Dataset rows showing where objects appear:
====
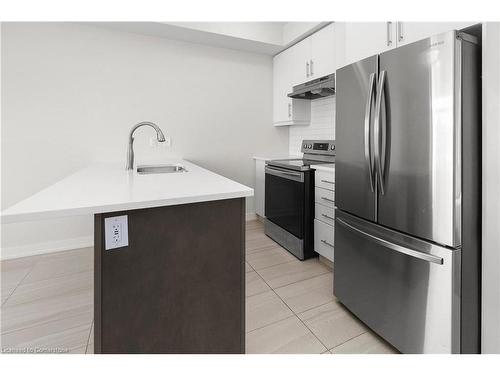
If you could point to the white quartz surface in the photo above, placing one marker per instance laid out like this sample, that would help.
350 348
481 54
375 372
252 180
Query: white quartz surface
330 167
265 158
108 187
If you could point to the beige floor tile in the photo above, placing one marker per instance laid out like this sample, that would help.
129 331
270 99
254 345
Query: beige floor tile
47 288
62 334
12 271
306 294
61 264
286 336
252 224
332 324
269 257
263 309
255 284
291 272
366 343
259 243
26 315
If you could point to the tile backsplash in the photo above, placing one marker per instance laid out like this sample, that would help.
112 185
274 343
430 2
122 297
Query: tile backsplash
322 124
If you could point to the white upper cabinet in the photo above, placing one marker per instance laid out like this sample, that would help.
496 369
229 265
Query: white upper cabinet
323 52
364 39
409 32
310 58
300 61
287 111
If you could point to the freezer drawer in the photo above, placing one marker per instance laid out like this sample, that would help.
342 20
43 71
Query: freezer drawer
324 196
323 239
405 289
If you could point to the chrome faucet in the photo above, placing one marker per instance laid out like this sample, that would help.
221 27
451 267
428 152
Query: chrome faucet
130 153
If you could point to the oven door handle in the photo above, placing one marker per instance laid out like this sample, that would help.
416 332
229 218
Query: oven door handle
296 176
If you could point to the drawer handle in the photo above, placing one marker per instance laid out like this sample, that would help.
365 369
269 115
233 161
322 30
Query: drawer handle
327 216
327 243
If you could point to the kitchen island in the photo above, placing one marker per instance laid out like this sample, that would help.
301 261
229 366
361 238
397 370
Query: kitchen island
176 283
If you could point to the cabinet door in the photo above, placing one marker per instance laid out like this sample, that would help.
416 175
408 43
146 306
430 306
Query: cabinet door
281 87
300 60
409 32
364 39
287 111
323 52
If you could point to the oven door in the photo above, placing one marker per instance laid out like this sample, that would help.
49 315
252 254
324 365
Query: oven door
285 199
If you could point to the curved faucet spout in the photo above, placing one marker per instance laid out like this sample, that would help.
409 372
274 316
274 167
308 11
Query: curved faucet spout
130 152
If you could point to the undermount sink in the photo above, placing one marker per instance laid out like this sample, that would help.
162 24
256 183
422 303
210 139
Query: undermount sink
163 168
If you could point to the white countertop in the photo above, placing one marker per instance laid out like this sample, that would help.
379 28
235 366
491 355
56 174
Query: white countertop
265 158
330 167
108 187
====
## Problem to work on
Please turn all the rows above into a numbered list, one line per item, with blank lines dropped and the pictures left out.

## Correct output
1. If you could point to the white quartz surface in the photo above, placing one marker per instance laid out like this sample, that would help.
2. 350 348
3. 481 54
4. 375 372
5. 252 180
6. Query: white quartz surface
7. 330 167
8. 265 158
9. 108 187
10. If you could point to the beige floor tile in the photo above, placing one marker per instance laid out like this sample, that would help.
11. 129 331
12. 270 99
13. 254 345
14. Query: beige floor tile
15. 47 288
16. 62 334
17. 12 271
18. 306 294
19. 61 264
20. 286 336
21. 252 224
22. 332 324
23. 269 257
24. 263 309
25. 255 284
26. 291 272
27. 366 343
28. 259 243
29. 26 315
30. If you could point to the tile backsplash in the photo above, placing one marker per instance laid out like this sample, that would help.
31. 112 185
32. 274 343
33. 430 2
34. 122 297
35. Query: tile backsplash
36. 322 124
37. If you could point to the white upper cabinet in the photo above, placing one marker per instance laid out like this sample, that would help.
38. 496 369
39. 229 265
40. Query: white upper cabinet
41. 323 52
42. 364 39
43. 409 32
44. 310 58
45. 300 61
46. 287 111
47. If you could point to the freezer drawer in the photo above, placing one marker per instance laid out like this sample, that would help.
48. 342 20
49. 43 71
50. Query: freezer drawer
51. 324 196
52. 323 239
53. 405 289
54. If you could point to the chrome faucet in the photo above, placing one marker per instance laid out like this sample, that would help.
55. 221 27
56. 451 267
57. 428 152
58. Query: chrome faucet
59. 130 153
60. If you could point to the oven door handle in the photo above, placing one marker per instance laid out like this sample, that would help.
61. 416 332
62. 229 218
63. Query: oven door handle
64. 296 176
65. If you could point to the drawer handle in the photo above, placing one marker per instance laid out like this sample, that would help.
66. 365 369
67. 269 115
68. 233 161
69. 322 30
70. Query: drawer handle
71. 327 216
72. 327 243
73. If you could point to the kitchen island in the photo above, placing one marker per instance laid out like this sample, that would help.
74. 301 261
75. 229 366
76. 361 238
77. 397 370
78. Query: kitchen island
79. 176 283
80. If you could point to the cabinet door in the photo above, placing one marker per instance laid out like this sample, that would help.
81. 416 175
82. 408 43
83. 146 306
84. 430 306
85. Query: cabinet door
86. 281 87
87. 300 60
88. 409 32
89. 364 39
90. 287 111
91. 323 52
92. If you could point to the oven door in the photo above, placing one marker per instance laid out like this sample, that would help.
93. 49 315
94. 252 254
95. 324 365
96. Query: oven door
97. 285 199
98. If you could point to the curved faucet spout in the photo above, placing one marker per instance laid out like this sample, that would help.
99. 409 372
100. 274 316
101. 274 167
102. 308 11
103. Query: curved faucet spout
104. 130 152
105. If you could point to the undermount sink in the photo above, placing one marker per instance laid out like this sample, that would help.
106. 162 24
107. 256 183
108. 422 303
109. 210 139
110. Query: undermount sink
111. 163 168
112. If you could point to the white countertop in the photo above, placing one marker per instance laid out like this sample, that would help.
113. 379 28
114. 235 366
115. 491 355
116. 56 174
117. Query: white countertop
118. 265 158
119. 330 167
120. 108 187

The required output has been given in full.